──────── Passage provided ────────

Joseph W. Esherick, 1987: The Origins of the Boxer Uprising

This book’s aim is to search for the origin of the rise of the Boxers in an analysis of the “contemporary environment—the structure and mentality of society in west Shandong, and the shape of provincial, national, and international politics on the eve of the twentieth century” (316). What Esherick mainly illuminates in the book includes not only the origin for a mass movement in response to major social crisis, but also the origin/contributors for the specific form of the Boxer Uprising in varied local societies.
 
From a contemporary perspective, it seems like that all the prominent peasant groups originated in different regions in Shandong at different periods during the last few decades of the 19th century could be labeled as the “Boxer organizations” in its broadest sense or its variations. Actually they are distinct organizations, stemming from diverse local socio-economic environment and developing in quite varied routes. Even though the Boxers in northwest Shandong in1899 and those in Guan County in 1898 shared the same name “Boxers United in Righteousness”, there is no necessary continuity between the two groups of Boxers. The “adoption of the name did not mean the spread of any organization” (165). Instead of inspecting the history of the Boxers on a basis of a lineal organizational sequence, Esherick takes the Boxer rituals and practices as the key for understanding the origin and evolution of the Boxers. It is the transmission of rituals rather than the diffusion or mobilization of certain organizations that played a decisive role in the dispersion of Boxer Uprising in northern China.

──────── Records ────────

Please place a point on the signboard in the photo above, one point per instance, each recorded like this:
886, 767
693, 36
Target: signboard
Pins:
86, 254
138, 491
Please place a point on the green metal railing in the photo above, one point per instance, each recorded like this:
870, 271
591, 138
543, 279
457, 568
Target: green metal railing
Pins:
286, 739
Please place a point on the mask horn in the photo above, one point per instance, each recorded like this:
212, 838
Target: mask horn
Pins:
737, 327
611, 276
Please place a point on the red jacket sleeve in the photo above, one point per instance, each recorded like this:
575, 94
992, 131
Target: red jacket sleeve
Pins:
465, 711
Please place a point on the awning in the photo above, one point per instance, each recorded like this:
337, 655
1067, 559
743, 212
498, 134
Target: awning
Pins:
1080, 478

────────

Exercise tasks
a) Reproduce the passage on the origins of the Boxer Uprising word for word, from "This book’s aim" to "varied local societies.".
b) Carry on the passage on the origins of the Boxer Uprising, starting right after its final sentence.
None of the entries is needed here.

Responses by task
a)
This book’s aim is to search for the origin of the rise of the Boxers in an analysis of the “contemporary environment—the structure and mentality of society in west Shandong, and the shape of provincial, national, and international politics on the eve of the twentieth century” (316). What Esherick mainly illuminates in the book includes not only the origin for a mass movement in response to major social crisis, but also the origin/contributors for the specific form of the Boxer Uprising in varied local societies.

b)
In Epilogue, Esherick seeks to explain the outbreak of a social movement and the form it takes in the dialectic between “the structure and event” (320). Exogenous forces and domestic contradictions together produced social crisis, and in response to that, a social movement led by a new idea and new organizations emerged. Natural disasters, impotence of the Qing state and the intrusion of imperial powers in the form of missionaries became the main forces in triggering local peasant resistance, yet these variables could not suffice to explain the form of resistance and the reason of the prevalence of certain beliefs and rituals. Therefore Esherick proposes the “popular culture” to bridge the gap between structure and event. It is the Boxers’ application of certain cultural elements such as the “peasant habitus of possession rituals and heroic narrative” (321) that made their idea more acceptable and familiar to the local peasants, who then could be mobilized to struggle against the foreign religion.

According to the specific form of Boxers in varied regions and periods, Esherick mainly examined the predecessor of Boxers in southwest Shandong (the Big Sword Society 大刀會), the “Boxers United in Righteousness” in Guan County (冠縣義和團) and the Spirit Boxers (神拳) in northwest Shandong chronically. The socio-economic environment is not simply background but preconditions for the specific form the movement takes. In the case of Boxers uprising, the local social environment not influenced but confined the possible formations people could choose from. It is due to the loyalist purposes of the Boxers, who sought to operate “within the confines of the established order” (319) and did not devote themselves for a revolutionary mission or new social order as the radical millenarian movements entailed. This is also what Esherick hold as a rebuff to Purcell’s argument that there was an anti-dynastic phase in the Boxer Uprising.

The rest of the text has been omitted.